Task item - Locate the line containing "Target: green tree" in the data below. Reproduce it and every following line up to the end, exactly as given.

Supplied entries -
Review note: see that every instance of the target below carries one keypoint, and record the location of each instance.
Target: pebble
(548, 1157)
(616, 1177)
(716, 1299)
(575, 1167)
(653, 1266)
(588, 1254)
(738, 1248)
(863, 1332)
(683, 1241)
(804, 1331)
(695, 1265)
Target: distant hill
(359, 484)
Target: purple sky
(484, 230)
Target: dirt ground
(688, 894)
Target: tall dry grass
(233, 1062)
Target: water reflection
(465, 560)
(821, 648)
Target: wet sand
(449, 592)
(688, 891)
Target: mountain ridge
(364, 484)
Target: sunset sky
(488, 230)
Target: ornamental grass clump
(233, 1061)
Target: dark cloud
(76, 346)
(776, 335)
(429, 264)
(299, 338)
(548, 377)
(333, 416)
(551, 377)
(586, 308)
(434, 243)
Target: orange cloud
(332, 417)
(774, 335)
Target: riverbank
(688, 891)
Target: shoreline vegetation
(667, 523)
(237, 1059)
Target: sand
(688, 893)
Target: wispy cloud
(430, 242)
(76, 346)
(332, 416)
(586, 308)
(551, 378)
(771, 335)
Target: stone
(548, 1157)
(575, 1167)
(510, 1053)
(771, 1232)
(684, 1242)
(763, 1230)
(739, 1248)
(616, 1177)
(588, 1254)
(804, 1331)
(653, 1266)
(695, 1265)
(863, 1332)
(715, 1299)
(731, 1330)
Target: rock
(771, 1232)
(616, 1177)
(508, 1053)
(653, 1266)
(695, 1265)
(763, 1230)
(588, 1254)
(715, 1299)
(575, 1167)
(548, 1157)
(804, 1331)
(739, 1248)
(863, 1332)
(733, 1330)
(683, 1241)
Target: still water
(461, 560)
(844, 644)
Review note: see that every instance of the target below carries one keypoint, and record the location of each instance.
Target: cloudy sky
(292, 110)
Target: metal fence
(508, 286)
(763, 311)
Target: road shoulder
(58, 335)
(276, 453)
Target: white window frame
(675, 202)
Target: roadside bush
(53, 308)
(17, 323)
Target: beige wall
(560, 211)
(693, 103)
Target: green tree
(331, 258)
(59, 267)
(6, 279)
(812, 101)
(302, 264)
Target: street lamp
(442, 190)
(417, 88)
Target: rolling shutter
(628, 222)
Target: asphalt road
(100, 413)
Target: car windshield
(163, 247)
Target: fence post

Written answer -
Target: green tree
(331, 258)
(59, 267)
(6, 279)
(812, 101)
(302, 264)
Target: street lamp
(442, 190)
(417, 88)
Target: rolling shutter
(628, 222)
Target: asphalt road
(100, 413)
Target: car windshield
(163, 247)
Target: fence post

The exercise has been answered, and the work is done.